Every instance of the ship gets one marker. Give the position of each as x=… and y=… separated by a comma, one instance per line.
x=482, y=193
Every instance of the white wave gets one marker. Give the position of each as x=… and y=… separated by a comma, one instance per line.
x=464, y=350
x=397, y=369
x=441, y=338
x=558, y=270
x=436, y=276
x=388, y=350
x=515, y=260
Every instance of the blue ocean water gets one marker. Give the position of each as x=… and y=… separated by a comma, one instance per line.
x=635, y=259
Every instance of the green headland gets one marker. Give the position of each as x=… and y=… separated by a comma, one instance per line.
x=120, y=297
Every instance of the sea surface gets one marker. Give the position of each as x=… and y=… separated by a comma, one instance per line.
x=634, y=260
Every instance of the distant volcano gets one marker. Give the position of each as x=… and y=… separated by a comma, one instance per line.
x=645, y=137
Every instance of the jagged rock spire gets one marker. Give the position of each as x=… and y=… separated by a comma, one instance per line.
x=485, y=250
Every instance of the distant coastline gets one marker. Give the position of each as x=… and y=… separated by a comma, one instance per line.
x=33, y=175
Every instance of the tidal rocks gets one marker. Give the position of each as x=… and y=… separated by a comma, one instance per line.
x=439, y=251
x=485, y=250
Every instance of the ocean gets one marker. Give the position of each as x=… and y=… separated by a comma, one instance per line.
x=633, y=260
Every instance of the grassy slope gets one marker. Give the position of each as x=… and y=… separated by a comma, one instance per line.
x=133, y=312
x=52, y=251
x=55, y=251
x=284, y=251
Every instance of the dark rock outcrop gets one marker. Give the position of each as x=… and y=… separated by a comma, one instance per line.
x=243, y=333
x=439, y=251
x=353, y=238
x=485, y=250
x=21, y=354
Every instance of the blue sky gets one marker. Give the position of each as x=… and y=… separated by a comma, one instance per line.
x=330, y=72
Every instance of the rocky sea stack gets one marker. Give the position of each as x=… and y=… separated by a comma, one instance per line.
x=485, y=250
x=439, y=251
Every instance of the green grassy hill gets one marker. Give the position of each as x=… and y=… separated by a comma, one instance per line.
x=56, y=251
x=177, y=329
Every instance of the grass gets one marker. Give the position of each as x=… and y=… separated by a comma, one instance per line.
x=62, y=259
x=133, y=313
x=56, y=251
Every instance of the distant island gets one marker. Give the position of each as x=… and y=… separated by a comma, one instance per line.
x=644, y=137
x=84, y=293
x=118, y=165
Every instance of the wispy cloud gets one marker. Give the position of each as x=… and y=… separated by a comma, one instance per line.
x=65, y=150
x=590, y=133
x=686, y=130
.....
* _Aim_:
Retype the records that precede this task, keeping them exactly the same.

* _The completed task_:
Every instance of the ship gets one marker. Give the position of each as x=… and y=… separated by a comma, one instance per line.
x=482, y=193
Every instance of the white wave gets one marker. Give the position of each as x=… and y=… separated by a comma, one instance per line.
x=464, y=350
x=397, y=369
x=441, y=338
x=558, y=270
x=436, y=276
x=388, y=350
x=515, y=260
Every instance of the blue ocean water gets one marker. Give the position of each as x=… and y=… separated by a comma, one instance per line.
x=635, y=259
Every instance of the green headland gets one marker. Give the position of each as x=… and y=… separated by a comma, one instance per line.
x=120, y=297
Every instance of the sea surface gets one marker. Give the position of each as x=… and y=… separated by a comma, one instance per line.
x=634, y=260
Every instance of the distant volcano gets one marker. Give the position of each as x=… and y=… separated by a comma, one instance per line.
x=645, y=137
Every instance of the jagged rock spire gets one marker. Give the position of each as x=… and y=… separated by a comma, one instance per line.
x=485, y=250
Every instance of the distant coastline gets one marker. Give the position of each as x=… and y=… separated by a comma, one instance per line.
x=33, y=175
Every instance of the tidal rocks gets one marker. Give the position of each as x=… and y=… separated by a comma, one instance per line.
x=439, y=251
x=485, y=250
Every instance of the ocean gets one marker. Give the position of each as x=… and y=… separated by a comma, one instance per line.
x=633, y=260
Every instance of the grassy slope gets one marker. Give the position of each as x=… and y=… separated by a comma, one instance per line.
x=133, y=312
x=52, y=251
x=55, y=251
x=284, y=251
Every instance of the dark rock outcrop gets one marker. Give the position of each as x=… and y=… separated by a comma, one instance per line.
x=243, y=333
x=439, y=251
x=353, y=238
x=485, y=250
x=21, y=354
Every instance of the blue sky gets one marker. Give the position of each as x=… and y=… separated by a comma, one instance per line.
x=330, y=72
Every instance of the rocky sea stack gets one marker. Give the position of each as x=… and y=… separated by a comma, one instance per line.
x=485, y=250
x=439, y=251
Every instance of the green grassy hill gets one marker. Give the position of each as x=… and y=… separated by a comma, one instance per line.
x=56, y=251
x=177, y=329
Every instance of the grass gets one marker. Give the position of each as x=… and y=… separated by a comma, one instance per line.
x=62, y=259
x=133, y=313
x=56, y=251
Every instance of the distant island gets one marker. Give the position of each as x=… and y=… separated by a comma, one instance per line.
x=644, y=137
x=84, y=293
x=118, y=165
Every instance of the wispy cloud gets one marker. Give the position of each as x=… and y=… separated by a comma, one instance per line.
x=65, y=150
x=590, y=133
x=686, y=130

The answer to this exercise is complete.